-- EXTRACT PROVIDED --
## Writing a Conic in Canonical Form

Given the equation of a conic of the form
$Ax_1^2+Bx_1x_2 +Cx^2_2=k$
we can write in matrix form as
$(x_1.x_2)\left( \begin{array}{cc} A & B/2 \\ B/2 & C \end{array} \right)\begin{pmatrix}x_1\\x_2\end{pmatrix}=k$

We can find the eigenvalues and eigenvectors of the matrix above and express the conic in the canonical form
$A'y_1^2+B'y_2^2=C'$
.
Example: Write the conic
$5x_1^2+4x_1x_2+8x_2^2=9$
in canonical form.

-- SHORT TASK 1 --
From the passage on canonical form, extract the stretch from "We can find" through "in canonical form." word for word.

-- Data items --

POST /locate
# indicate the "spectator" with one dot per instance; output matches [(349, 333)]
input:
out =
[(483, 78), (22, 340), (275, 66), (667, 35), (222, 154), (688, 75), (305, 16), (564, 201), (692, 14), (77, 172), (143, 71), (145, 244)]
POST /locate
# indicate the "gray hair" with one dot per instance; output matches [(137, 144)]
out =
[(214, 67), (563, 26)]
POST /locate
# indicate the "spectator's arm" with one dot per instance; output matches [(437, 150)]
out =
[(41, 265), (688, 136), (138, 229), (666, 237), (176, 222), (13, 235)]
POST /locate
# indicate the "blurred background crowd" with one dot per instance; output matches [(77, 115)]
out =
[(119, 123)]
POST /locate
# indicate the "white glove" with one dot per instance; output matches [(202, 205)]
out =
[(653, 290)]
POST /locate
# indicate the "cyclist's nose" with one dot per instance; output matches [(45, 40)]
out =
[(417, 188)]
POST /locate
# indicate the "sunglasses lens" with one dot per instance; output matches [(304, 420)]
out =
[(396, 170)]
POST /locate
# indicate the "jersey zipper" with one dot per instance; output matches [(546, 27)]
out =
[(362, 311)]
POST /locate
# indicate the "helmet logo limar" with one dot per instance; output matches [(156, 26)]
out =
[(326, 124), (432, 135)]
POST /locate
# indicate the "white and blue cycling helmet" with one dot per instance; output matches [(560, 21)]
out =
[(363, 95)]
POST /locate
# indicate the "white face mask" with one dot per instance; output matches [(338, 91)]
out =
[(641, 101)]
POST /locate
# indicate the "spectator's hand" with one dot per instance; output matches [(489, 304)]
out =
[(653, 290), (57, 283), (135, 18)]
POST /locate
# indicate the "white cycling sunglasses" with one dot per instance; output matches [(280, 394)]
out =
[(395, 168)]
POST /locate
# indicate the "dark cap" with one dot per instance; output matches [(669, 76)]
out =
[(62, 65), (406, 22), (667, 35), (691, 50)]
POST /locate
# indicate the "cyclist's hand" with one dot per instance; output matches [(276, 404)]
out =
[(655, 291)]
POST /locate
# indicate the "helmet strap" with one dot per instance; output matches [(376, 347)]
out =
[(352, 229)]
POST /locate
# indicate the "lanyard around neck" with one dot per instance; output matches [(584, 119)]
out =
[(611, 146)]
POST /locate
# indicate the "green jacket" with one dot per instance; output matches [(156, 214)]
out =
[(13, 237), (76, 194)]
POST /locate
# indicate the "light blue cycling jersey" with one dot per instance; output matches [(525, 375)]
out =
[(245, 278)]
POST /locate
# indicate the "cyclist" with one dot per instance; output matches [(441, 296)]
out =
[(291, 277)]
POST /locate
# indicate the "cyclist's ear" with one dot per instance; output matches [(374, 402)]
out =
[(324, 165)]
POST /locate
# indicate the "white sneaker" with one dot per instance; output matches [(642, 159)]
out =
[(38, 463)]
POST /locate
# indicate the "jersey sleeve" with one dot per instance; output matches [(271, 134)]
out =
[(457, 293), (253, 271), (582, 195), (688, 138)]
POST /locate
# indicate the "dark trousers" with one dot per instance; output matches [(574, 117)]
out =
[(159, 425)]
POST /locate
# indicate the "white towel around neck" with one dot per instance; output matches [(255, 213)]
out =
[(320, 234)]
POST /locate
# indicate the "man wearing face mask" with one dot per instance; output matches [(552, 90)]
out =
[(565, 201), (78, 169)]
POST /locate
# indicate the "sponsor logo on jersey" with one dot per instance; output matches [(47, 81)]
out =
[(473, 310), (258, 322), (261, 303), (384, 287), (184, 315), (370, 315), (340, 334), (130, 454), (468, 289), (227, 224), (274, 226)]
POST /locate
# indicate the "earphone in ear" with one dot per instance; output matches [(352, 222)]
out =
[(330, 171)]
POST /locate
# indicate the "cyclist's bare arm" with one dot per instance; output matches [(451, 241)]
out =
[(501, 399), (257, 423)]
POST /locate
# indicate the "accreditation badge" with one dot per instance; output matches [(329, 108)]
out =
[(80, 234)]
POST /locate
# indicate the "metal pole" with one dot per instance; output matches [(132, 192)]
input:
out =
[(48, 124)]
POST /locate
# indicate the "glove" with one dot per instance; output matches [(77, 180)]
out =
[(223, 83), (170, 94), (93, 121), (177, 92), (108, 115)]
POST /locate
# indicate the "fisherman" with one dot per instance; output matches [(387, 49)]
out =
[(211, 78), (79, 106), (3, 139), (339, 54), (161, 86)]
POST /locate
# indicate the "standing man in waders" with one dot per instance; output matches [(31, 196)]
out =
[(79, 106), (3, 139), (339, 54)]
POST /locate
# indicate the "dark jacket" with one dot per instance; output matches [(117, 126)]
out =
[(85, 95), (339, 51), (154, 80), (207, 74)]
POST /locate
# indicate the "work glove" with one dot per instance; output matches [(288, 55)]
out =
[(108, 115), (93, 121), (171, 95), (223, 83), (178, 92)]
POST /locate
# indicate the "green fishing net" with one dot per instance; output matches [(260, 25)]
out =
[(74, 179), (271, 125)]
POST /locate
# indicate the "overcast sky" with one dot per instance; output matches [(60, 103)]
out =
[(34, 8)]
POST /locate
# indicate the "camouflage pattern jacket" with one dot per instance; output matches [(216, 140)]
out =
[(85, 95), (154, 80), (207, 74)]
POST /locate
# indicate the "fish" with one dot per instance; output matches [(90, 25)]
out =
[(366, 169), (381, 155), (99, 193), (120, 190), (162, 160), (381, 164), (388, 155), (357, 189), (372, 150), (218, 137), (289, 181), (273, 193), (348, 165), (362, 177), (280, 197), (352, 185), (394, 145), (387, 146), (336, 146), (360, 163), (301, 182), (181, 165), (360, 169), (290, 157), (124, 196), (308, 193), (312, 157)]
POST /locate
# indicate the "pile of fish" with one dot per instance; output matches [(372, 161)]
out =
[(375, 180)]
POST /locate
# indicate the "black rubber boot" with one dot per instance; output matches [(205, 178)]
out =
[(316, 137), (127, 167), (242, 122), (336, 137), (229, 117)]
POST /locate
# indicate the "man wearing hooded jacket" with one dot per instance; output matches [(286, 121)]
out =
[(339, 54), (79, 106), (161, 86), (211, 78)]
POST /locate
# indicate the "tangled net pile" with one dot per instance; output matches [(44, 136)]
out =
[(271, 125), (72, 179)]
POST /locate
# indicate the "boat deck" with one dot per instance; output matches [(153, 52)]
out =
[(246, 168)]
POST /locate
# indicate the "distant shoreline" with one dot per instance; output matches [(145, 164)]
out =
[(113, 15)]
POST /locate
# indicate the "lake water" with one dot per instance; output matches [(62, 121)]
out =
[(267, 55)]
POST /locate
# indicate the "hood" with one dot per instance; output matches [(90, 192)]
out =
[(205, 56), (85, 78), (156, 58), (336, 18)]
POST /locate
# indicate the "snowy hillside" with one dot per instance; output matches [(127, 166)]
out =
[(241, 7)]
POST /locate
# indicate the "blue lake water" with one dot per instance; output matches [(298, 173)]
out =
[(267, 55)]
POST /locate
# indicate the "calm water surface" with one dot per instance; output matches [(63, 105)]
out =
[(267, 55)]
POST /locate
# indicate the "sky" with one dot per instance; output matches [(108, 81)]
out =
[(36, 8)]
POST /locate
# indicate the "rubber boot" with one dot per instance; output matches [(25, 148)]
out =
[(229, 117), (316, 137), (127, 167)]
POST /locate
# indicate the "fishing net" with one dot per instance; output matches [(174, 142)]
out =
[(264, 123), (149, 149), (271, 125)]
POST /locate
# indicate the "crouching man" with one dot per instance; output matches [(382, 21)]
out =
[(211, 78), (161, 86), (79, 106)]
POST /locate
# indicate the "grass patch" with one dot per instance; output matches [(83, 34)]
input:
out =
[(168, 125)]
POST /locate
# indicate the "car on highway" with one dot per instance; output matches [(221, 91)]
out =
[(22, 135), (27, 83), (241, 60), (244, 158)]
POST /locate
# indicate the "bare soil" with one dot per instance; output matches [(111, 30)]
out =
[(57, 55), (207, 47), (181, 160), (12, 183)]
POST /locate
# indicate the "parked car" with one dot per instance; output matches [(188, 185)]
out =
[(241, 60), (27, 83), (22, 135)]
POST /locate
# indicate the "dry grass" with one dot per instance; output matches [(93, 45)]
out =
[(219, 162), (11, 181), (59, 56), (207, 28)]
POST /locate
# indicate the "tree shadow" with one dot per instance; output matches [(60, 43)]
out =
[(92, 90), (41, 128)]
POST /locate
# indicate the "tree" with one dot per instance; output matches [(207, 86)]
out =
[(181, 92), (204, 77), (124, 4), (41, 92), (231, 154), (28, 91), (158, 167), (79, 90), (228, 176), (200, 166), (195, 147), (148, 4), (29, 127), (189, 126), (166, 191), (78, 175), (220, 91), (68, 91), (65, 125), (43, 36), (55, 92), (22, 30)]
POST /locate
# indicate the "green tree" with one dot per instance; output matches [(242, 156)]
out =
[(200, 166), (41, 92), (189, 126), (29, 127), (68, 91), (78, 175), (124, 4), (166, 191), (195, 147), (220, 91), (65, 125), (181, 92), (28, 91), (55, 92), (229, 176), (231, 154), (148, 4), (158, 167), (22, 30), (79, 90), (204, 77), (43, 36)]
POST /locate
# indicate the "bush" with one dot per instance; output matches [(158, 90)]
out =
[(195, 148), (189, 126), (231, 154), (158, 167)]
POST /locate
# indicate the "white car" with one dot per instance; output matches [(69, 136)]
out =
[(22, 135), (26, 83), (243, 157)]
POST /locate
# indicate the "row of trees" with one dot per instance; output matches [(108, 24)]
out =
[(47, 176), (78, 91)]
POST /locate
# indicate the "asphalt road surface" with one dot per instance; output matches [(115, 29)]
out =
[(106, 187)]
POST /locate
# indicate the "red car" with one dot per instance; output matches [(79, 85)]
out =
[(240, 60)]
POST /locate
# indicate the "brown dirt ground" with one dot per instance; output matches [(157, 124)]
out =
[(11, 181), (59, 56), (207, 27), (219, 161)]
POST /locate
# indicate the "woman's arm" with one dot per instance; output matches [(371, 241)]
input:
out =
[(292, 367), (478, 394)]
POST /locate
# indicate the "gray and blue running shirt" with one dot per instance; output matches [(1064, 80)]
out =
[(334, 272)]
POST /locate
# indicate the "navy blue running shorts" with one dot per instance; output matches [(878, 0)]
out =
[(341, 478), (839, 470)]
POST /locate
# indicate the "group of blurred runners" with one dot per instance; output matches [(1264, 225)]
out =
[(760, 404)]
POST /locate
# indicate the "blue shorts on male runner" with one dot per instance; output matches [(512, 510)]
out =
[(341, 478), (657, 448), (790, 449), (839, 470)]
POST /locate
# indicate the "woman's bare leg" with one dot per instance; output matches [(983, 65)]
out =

-- SHORT TASK 2 --
Copy the listing character for character, the stretch from its first line through the line that contains "[(214, 67), (563, 26)]".

-- WRITTEN RESPONSE 1 --
We can find the eigenvalues and eigenvectors of the matrix above and express the conic in the canonical form
$A'y_1^2+B'y_2^2=C'$
.
Example: Write the conic
$5x_1^2+4x_1x_2+8x_2^2=9$
in canonical form.

-- WRITTEN RESPONSE 2 --
POST /locate
# indicate the "spectator" with one dot per instance; output matches [(349, 333)]
input:
out =
[(483, 78), (22, 340), (275, 66), (667, 35), (222, 154), (688, 75), (305, 16), (564, 201), (692, 14), (77, 172), (143, 71), (145, 244)]
POST /locate
# indicate the "gray hair" with one dot per instance; output matches [(137, 144)]
out =
[(214, 67), (563, 26)]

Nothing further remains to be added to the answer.